* BEGIN DATA TO PROCESS *

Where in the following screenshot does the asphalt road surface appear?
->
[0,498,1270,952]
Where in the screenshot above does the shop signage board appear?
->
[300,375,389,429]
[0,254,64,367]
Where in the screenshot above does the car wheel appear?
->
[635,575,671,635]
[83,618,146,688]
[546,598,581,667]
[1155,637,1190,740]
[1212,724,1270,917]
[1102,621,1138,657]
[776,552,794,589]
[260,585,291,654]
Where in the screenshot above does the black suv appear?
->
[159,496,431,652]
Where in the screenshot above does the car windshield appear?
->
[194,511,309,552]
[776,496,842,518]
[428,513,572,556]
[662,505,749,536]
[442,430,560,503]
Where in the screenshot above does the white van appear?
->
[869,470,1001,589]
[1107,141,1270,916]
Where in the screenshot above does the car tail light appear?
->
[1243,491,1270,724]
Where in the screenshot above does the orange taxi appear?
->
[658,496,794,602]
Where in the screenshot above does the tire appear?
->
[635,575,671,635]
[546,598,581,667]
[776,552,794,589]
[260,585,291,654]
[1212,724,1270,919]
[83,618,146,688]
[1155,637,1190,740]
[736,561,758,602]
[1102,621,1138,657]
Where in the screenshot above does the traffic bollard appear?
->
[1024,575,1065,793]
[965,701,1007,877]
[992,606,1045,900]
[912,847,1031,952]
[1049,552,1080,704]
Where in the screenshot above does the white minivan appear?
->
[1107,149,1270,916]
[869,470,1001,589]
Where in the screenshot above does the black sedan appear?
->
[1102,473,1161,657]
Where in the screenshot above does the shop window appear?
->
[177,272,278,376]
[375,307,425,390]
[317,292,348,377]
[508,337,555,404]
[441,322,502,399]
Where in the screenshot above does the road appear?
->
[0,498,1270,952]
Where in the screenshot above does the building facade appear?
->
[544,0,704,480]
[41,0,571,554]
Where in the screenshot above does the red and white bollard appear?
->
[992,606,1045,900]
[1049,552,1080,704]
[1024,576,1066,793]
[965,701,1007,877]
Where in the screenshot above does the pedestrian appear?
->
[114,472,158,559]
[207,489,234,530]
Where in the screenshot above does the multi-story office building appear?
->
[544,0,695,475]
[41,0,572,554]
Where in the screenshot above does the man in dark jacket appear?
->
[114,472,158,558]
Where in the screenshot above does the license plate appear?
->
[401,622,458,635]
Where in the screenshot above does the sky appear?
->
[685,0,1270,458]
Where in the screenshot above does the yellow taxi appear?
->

* END DATA TO PROCESS *

• WHAT TO DO
Copy every one of the records above word for word, with nothing changed.

• RESULT BELOW
Where in the following screenshot does the asphalt road surface appear?
->
[0,498,1270,952]
Where in the screenshot above does the shop signage board appear?
->
[300,375,389,429]
[0,254,64,367]
Where in the screenshot above does the car wheel appear?
->
[635,575,671,635]
[83,618,146,688]
[546,598,581,667]
[1155,637,1190,740]
[1212,724,1270,917]
[1102,621,1138,657]
[776,552,794,589]
[260,585,291,654]
Where in the screenshot above does the black suv appear?
->
[159,496,431,652]
Where in the screenshot above does the car windshield appear?
->
[194,511,309,552]
[776,496,842,518]
[428,513,572,556]
[662,505,749,536]
[442,430,560,503]
Where in the screenshot above does the white van appear?
->
[869,470,1001,589]
[1107,141,1270,916]
Where in the screenshot above does the car tail light appear?
->
[1243,491,1270,724]
Where in the screenshot above does the orange taxi appear?
->
[658,496,794,602]
Where in the screenshot above does the tire appear?
->
[635,575,671,635]
[546,598,581,667]
[776,552,794,589]
[260,585,291,654]
[1212,724,1270,919]
[83,618,146,688]
[1155,637,1190,740]
[736,561,758,602]
[1102,621,1138,657]
Where in the screenshot above does the traffic bollard appear?
->
[1024,575,1065,793]
[965,701,1007,877]
[992,606,1045,900]
[912,847,1031,952]
[1049,552,1080,704]
Where in the screenshot above does the white minivan appear?
->
[1107,149,1270,916]
[869,470,1001,589]
Where in the screenshot above does the black sedan appear?
->
[1102,473,1161,657]
Where in the screenshot above does the shop window appear?
->
[177,272,278,376]
[375,307,425,390]
[317,292,348,377]
[508,337,555,404]
[441,322,502,399]
Where in the screenshot above does the road appear?
->
[0,498,1270,952]
Where in the screenshot above does the building facade appear?
->
[544,0,704,480]
[41,0,571,554]
Where in the screenshot above does the red and white bollard appear?
->
[992,606,1045,900]
[1049,552,1080,704]
[1024,576,1066,793]
[965,701,1007,877]
Where in the screenshot above does the pedestrian appear?
->
[114,472,158,559]
[207,489,234,530]
Where in the screenshot above does the multi-story office building appear?
->
[544,0,695,475]
[41,0,572,554]
Where in the screenshot above does the man in dark jacket appear?
->
[114,472,158,558]
Where in the screenshot above does the license plate appear?
->
[401,622,458,635]
Where in the screenshot above does the sky appear?
->
[685,0,1270,458]
Where in the screenshot above does the yellow taxi appear?
->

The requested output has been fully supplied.